◆ **EXERCISE**
Count the lines of the material below that contain the string "helmet", treating case as significant, and give only the number.

───── DATA ROWS ─────

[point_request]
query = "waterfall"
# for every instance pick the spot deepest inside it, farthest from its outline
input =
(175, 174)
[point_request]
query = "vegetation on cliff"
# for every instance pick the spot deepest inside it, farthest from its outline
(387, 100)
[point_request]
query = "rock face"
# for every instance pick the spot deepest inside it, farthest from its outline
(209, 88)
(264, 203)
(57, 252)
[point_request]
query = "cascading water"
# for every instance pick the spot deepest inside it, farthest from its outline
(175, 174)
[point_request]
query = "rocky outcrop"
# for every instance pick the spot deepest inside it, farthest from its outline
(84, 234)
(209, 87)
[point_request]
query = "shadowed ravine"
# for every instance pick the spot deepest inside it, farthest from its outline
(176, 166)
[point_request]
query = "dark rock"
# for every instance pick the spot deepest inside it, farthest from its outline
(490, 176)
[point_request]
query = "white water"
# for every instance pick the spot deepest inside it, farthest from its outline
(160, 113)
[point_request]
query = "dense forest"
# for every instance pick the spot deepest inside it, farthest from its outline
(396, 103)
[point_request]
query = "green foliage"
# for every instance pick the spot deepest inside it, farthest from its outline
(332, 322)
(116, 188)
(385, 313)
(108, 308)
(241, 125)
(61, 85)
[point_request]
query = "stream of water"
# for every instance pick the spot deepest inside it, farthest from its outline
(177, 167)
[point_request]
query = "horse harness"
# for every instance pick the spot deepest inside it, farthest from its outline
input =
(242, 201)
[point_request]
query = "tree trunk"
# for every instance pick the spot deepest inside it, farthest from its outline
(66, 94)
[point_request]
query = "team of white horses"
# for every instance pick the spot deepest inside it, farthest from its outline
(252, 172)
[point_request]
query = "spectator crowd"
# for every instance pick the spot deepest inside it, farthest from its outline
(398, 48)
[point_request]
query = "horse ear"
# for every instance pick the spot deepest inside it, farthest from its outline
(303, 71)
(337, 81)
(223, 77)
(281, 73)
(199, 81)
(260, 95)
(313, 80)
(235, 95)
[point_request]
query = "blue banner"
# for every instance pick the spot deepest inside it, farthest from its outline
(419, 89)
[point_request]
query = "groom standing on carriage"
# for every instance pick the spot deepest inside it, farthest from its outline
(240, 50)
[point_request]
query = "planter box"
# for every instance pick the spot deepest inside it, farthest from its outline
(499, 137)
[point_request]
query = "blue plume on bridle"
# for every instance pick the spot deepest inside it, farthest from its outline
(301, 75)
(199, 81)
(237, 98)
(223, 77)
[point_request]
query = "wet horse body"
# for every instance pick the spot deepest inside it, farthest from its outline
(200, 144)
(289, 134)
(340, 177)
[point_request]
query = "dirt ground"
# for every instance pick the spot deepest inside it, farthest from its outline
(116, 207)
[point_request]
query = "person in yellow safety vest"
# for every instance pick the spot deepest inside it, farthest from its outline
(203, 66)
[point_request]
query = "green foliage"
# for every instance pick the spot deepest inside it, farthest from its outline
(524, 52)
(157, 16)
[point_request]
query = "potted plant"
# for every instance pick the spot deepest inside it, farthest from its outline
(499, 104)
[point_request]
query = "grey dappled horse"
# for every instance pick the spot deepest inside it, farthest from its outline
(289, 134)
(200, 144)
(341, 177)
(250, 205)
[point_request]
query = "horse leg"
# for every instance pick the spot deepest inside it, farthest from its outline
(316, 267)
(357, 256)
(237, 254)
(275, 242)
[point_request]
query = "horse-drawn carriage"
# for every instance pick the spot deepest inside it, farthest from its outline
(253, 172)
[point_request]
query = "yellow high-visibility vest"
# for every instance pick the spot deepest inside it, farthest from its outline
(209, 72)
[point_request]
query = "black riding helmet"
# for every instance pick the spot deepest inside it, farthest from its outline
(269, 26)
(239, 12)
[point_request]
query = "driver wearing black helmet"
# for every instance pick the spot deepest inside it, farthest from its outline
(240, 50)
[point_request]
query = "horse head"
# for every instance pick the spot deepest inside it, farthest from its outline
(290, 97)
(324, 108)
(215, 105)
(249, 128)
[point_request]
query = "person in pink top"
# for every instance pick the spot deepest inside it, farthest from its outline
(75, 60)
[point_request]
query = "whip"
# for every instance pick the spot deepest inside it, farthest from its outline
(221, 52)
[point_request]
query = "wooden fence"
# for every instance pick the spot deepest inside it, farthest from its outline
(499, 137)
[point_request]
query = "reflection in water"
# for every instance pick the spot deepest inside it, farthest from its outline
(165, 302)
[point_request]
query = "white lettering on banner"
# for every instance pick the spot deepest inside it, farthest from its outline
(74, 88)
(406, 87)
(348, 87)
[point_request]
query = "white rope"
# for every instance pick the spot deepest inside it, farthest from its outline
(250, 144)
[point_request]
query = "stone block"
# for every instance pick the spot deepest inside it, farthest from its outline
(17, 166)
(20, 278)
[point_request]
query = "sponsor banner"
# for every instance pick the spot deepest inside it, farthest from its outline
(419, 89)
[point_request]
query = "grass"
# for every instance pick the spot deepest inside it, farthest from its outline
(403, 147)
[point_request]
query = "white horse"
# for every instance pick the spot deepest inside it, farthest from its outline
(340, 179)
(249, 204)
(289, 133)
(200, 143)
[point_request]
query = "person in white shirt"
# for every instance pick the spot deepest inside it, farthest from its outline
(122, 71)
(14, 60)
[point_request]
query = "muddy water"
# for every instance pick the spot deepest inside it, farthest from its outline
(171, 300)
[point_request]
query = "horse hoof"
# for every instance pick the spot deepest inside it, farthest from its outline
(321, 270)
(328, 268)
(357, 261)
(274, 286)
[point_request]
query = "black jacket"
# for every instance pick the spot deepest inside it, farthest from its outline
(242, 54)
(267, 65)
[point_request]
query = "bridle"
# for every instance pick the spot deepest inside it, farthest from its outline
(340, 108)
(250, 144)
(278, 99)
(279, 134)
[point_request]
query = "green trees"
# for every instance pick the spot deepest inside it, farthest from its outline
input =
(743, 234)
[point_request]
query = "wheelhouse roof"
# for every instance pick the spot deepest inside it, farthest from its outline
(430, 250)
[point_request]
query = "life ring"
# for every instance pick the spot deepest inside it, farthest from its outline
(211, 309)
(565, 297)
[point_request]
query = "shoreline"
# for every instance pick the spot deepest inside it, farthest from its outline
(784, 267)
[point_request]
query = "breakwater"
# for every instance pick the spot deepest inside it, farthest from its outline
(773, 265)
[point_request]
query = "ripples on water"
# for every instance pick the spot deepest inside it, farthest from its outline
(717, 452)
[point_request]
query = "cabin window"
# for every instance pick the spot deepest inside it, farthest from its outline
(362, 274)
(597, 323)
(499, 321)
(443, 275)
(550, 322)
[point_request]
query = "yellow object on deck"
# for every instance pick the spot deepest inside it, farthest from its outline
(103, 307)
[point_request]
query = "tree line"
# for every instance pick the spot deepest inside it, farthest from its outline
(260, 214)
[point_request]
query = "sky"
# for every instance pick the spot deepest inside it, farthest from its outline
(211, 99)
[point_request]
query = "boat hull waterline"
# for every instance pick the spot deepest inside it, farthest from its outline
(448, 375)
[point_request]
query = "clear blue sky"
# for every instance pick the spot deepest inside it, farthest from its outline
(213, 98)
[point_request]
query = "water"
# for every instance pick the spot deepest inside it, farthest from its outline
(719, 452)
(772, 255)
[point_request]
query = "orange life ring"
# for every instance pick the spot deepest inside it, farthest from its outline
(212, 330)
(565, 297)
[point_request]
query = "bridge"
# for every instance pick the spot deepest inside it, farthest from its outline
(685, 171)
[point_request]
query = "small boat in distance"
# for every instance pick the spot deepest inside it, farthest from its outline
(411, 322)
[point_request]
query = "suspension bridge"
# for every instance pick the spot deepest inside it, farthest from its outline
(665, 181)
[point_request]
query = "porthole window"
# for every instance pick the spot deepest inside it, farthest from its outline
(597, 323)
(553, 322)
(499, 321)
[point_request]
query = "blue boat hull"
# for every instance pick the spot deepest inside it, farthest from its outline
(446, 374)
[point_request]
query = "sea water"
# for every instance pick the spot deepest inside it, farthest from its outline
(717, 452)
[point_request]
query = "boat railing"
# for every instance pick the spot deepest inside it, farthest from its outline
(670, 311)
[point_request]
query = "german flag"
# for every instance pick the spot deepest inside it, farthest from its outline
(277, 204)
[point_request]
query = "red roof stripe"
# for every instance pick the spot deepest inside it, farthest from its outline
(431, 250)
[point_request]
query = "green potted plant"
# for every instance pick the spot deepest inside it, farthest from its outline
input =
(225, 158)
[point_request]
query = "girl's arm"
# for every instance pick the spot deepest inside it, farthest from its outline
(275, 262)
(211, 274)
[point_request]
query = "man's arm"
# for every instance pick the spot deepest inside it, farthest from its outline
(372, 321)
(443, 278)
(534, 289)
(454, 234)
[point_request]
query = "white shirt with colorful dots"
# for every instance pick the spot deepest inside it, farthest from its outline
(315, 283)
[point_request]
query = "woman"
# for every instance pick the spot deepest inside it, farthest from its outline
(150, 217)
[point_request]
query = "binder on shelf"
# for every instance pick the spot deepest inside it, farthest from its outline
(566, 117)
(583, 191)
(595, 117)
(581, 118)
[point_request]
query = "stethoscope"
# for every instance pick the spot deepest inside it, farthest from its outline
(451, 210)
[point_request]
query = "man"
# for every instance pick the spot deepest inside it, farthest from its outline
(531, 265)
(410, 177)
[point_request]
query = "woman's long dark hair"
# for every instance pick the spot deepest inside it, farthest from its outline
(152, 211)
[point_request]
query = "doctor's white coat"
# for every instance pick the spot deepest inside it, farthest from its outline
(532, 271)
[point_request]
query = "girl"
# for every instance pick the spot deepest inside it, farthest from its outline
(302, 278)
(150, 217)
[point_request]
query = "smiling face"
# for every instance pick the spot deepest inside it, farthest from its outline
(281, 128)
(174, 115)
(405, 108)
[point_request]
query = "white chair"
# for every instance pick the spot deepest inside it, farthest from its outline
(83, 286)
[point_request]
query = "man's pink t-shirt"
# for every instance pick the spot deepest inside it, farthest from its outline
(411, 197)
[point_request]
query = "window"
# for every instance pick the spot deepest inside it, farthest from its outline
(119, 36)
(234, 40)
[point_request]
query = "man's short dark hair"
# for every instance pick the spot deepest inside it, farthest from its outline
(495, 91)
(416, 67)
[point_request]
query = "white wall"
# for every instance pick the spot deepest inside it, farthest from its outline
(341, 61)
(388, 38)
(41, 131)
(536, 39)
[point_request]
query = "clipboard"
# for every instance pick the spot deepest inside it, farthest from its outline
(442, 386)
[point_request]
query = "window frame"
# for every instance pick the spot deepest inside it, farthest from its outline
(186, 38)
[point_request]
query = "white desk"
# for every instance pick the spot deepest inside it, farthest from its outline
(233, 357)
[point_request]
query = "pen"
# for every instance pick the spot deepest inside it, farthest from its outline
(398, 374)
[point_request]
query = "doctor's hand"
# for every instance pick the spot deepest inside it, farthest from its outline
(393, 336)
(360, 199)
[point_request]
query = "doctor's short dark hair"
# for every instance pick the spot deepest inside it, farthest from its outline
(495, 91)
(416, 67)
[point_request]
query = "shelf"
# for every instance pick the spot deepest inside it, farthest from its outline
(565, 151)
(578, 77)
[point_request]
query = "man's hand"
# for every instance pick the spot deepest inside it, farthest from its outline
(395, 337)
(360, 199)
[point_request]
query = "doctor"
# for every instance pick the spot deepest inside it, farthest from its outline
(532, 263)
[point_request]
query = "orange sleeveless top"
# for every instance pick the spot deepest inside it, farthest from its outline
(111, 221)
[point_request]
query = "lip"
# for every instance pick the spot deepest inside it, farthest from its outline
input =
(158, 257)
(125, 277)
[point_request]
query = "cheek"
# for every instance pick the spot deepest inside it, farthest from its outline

─────

◆ **EXPECTED ANSWER**
2